Quote all of the material below line for line without changing anything, and leave the pictures out of your reply.

## start SUPPLIED MATERIAL

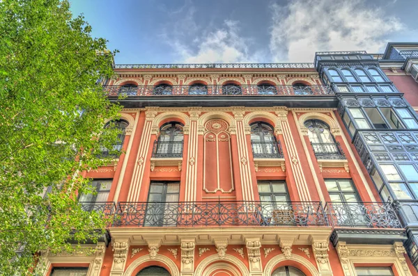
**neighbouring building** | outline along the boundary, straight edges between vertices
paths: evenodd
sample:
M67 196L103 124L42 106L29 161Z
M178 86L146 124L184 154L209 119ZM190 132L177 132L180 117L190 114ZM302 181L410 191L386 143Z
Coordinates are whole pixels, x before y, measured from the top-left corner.
M418 275L418 43L114 70L124 153L79 198L113 223L45 275Z

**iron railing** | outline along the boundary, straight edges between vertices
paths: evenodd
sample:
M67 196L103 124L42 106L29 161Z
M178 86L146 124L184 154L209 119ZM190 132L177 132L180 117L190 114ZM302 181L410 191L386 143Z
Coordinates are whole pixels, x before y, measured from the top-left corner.
M192 88L192 89L191 89ZM334 92L327 86L202 86L196 92L192 86L105 86L104 91L109 97L124 95L134 96L299 96L326 95Z
M402 227L389 202L327 202L325 211L334 227Z
M114 226L327 226L320 202L119 202Z
M280 142L251 142L254 158L284 158Z
M154 141L153 157L181 158L183 157L183 141Z
M317 159L346 159L339 143L311 143Z
M192 64L116 64L115 69L183 69L183 68L314 68L314 63L192 63Z

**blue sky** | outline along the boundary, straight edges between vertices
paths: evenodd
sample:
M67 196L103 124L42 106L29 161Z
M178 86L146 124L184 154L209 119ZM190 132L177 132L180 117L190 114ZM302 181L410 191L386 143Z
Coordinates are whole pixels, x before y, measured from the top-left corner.
M418 42L418 0L70 0L116 63L313 62Z

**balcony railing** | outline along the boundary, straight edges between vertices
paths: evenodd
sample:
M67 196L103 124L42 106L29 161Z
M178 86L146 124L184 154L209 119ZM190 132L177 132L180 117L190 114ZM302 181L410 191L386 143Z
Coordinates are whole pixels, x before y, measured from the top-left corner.
M317 159L346 159L339 143L311 143Z
M119 202L114 226L327 226L320 202Z
M280 142L251 142L254 158L283 158Z
M325 211L334 227L402 227L391 203L327 202Z
M327 86L202 86L197 91L192 86L107 86L104 91L109 97L138 96L299 96L334 95Z
M183 157L183 141L154 141L153 157L181 158Z
M189 63L189 64L116 64L115 69L183 69L183 68L314 68L314 63Z

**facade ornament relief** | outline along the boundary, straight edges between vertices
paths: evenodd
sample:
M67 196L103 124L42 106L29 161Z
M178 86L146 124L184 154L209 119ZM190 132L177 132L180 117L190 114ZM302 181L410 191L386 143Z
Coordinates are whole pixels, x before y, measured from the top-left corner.
M253 263L259 261L261 256L260 253L261 243L260 241L247 241L246 245L249 261Z
M173 256L174 256L174 259L177 259L177 248L167 248L167 250L171 252Z
M237 253L238 253L240 254L240 256L241 256L242 257L242 259L244 259L244 248L243 247L233 248L232 250L233 251L236 252Z
M316 261L319 263L325 264L328 263L328 247L327 241L315 242L312 244L312 250Z
M299 247L299 250L304 252L305 255L308 257L308 258L311 259L311 254L309 253L309 248L307 247Z
M138 253L139 251L143 250L144 248L132 248L132 252L131 252L131 259L134 257L134 256L135 256L135 254L137 253Z
M181 262L189 264L193 263L194 256L194 241L187 241L181 243Z
M202 255L203 254L203 253L205 253L207 251L210 250L209 248L206 248L206 247L200 247L199 249L199 257L202 257Z
M215 240L215 246L216 246L216 252L218 252L219 259L225 258L226 254L226 247L228 246L227 239L216 239Z
M161 240L147 240L146 243L148 245L148 252L150 252L150 257L151 259L155 258L155 257L158 254L158 251L160 250L160 247L161 246Z
M284 257L286 259L291 259L292 257L292 245L293 244L293 240L281 240L280 239L280 243L279 245L281 248L281 251L283 254L284 254Z
M264 257L267 258L269 254L272 252L272 251L274 250L275 248L264 248Z

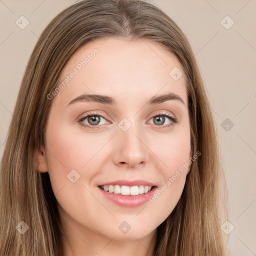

## end SUPPLIED MATERIAL

● WRITTEN SOLUTION
**neighbouring building** | outline along the boundary, straight edges between vertices
paths: evenodd
sample:
M67 196L103 124L42 106L29 161Z
M178 86L146 124L184 154L209 119ZM190 132L177 132L180 117L190 114ZM302 181L410 191L386 143Z
Coordinates are whole pixels, x before y, measured from the top-left corner.
M418 275L418 43L114 70L124 153L79 198L113 223L45 275Z

**iron railing** | outline along the boundary, straight edges between vertices
paths: evenodd
sample:
M67 196L103 124L42 106L29 161Z
M178 86L146 124L184 154L209 119ZM190 132L177 132L180 117L190 114ZM302 181L410 191L386 143Z
Coordinates are whole pixels, x before y, measured from the top-left corner.
M192 88L192 89L191 89ZM334 92L327 86L202 86L196 92L192 86L105 86L104 91L109 97L124 95L134 96L299 96L326 95Z
M402 227L389 202L327 202L325 211L334 227Z
M114 226L327 226L320 202L119 202Z
M280 142L251 142L254 158L284 158Z
M154 141L153 157L181 158L183 157L183 141Z
M317 159L346 159L339 143L311 143Z
M192 64L116 64L115 69L183 69L183 68L314 68L314 63L192 63Z

**blue sky** | outline along the boundary, straight edges between vertices
paths: evenodd
sample:
M67 196L103 124L42 106L29 161Z
M178 86L146 124L184 154L209 119ZM190 132L177 132L180 117L190 114ZM302 181L410 191L386 143Z
Coordinates are whole pixels, x before y, measured from the top-left corner.
M418 42L418 0L70 0L116 63L313 62Z

**balcony railing** | outline along the boundary, straight edges between vertices
paths: evenodd
sample:
M67 196L103 124L42 106L29 161Z
M178 86L146 124L184 154L209 119ZM190 132L177 132L180 117L190 114ZM302 181L410 191L386 143Z
Coordinates are whole pixels, x before y, measured from the top-left corner.
M317 159L346 159L339 143L311 143Z
M119 202L114 226L327 226L320 202Z
M280 142L251 142L254 158L283 158Z
M325 211L334 227L402 227L391 203L327 202Z
M327 86L202 86L197 91L192 86L107 86L104 91L109 97L138 96L299 96L334 95Z
M183 157L183 141L154 141L153 157L181 158Z
M189 63L189 64L116 64L115 69L183 69L183 68L314 68L314 63Z

**facade ornament relief** | outline along the boundary, straight edges between vertices
paths: evenodd
sample:
M67 196L103 124L42 106L29 161Z
M178 86L146 124L184 154L209 119ZM190 132L177 132L180 117L190 114ZM302 181L410 191L386 143Z
Coordinates are whole pixels, x before y, measured from the top-left corner.
M253 263L259 261L261 256L260 253L261 243L260 241L247 241L246 245L249 261Z
M173 256L174 256L174 259L177 259L177 248L167 248L167 250L171 252Z
M237 253L238 253L240 254L240 256L241 256L242 257L242 259L244 259L244 248L243 247L233 248L232 250L233 251L236 252Z
M316 261L319 263L325 264L328 263L328 247L327 241L315 242L312 244L312 250Z
M299 247L299 250L304 252L305 255L308 257L308 258L311 259L311 254L309 253L309 248L307 247Z
M138 253L139 251L143 250L144 248L132 248L132 252L131 252L131 259L134 257L134 256L135 256L135 254L137 253Z
M181 262L189 264L193 263L194 256L194 241L187 241L181 243Z
M202 255L203 254L203 253L205 253L207 251L210 250L209 248L206 248L206 247L200 247L199 249L199 257L202 257Z
M215 240L215 246L216 246L216 252L218 252L219 259L225 258L226 254L226 247L228 246L227 239L216 239Z
M161 240L147 240L146 243L148 245L148 252L150 252L150 257L151 259L155 258L155 257L158 254L158 251L160 250L160 247L161 246Z
M284 257L286 259L291 259L292 257L292 245L293 244L293 240L281 240L280 239L280 243L279 245L281 248L281 251L283 254L284 254Z
M264 257L267 258L269 254L272 252L272 251L274 250L275 248L264 248Z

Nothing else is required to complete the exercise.